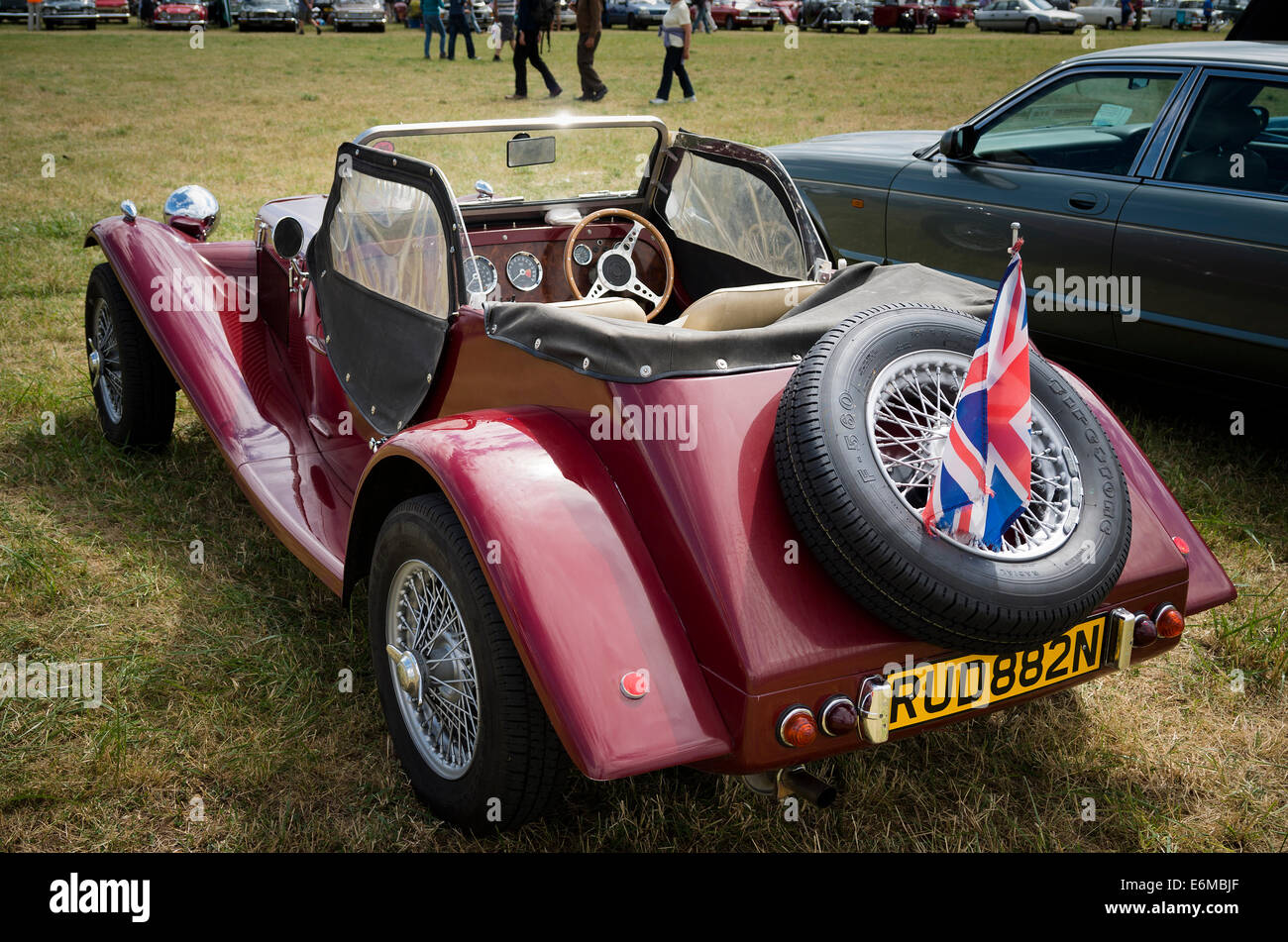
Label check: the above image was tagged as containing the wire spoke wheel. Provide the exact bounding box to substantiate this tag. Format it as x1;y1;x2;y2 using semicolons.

=======

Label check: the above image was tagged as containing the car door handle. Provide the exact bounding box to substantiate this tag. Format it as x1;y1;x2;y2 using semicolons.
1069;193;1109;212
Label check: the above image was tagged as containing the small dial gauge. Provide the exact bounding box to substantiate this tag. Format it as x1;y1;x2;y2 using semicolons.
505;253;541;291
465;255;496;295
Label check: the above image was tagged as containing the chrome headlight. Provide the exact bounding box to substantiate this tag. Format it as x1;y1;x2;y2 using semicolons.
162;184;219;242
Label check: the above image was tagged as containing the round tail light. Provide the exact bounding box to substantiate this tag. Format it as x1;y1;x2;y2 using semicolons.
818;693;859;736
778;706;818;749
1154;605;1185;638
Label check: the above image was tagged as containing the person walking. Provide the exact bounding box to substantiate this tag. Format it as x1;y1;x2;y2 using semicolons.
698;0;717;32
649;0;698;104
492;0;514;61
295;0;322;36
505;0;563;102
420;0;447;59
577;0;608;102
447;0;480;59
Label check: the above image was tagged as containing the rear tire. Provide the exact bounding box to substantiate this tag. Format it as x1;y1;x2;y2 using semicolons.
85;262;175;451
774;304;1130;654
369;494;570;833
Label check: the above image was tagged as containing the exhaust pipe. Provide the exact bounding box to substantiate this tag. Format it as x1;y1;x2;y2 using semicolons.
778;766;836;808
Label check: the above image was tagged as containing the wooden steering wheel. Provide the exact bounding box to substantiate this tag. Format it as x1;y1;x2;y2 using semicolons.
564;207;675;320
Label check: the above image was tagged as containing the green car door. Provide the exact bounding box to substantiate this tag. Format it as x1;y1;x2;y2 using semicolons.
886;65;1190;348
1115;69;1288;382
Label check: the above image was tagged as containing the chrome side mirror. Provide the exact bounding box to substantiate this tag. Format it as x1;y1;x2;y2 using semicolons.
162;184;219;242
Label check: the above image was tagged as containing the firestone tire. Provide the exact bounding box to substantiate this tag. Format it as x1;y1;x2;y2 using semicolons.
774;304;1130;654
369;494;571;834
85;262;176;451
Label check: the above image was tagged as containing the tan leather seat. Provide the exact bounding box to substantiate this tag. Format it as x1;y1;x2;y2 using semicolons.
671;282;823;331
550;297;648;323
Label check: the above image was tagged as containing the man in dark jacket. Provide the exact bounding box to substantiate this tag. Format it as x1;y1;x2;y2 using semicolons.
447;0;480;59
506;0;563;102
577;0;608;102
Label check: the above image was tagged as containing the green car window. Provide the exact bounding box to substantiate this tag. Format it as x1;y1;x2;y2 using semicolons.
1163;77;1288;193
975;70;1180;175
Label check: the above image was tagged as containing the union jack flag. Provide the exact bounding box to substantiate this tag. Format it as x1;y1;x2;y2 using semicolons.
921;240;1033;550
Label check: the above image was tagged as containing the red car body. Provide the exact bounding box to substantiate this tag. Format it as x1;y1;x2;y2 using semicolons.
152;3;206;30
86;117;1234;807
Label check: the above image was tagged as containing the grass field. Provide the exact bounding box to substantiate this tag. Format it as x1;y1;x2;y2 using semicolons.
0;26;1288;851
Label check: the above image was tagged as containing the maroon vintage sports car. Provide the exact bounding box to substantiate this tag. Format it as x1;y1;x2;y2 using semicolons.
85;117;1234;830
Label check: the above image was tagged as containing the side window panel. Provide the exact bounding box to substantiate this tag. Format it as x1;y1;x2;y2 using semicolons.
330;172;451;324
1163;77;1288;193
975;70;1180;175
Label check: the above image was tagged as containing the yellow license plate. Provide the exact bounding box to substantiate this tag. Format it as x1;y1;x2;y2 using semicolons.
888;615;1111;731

=======

Reproduce only the data between the lines holding "Label check: the above image was tagged as containing the small" and "1154;605;1185;638", inclusive, keeping the requests intact but shifting each bounding box coordinate up by 75.

Label check: the above image was tagged as containing the small dial gauge. Provide the exact bounding box to substantiate this tag. Format it as x1;y1;x2;y2 using semicolons.
580;328;616;366
540;330;571;370
Label check: the above image was tagged as containing the chrome headlight. Provide the exact bounding box to substantiate this tag. Format it as x1;y1;x2;y2 using semicolons.
237;259;294;317
Label check: the above image was tagged as containing the round tail light. Provide the exact bounding box to substantiate this tag. Format it as x1;y1;x2;y2 using semicolons.
893;768;934;811
853;781;893;824
1229;680;1260;713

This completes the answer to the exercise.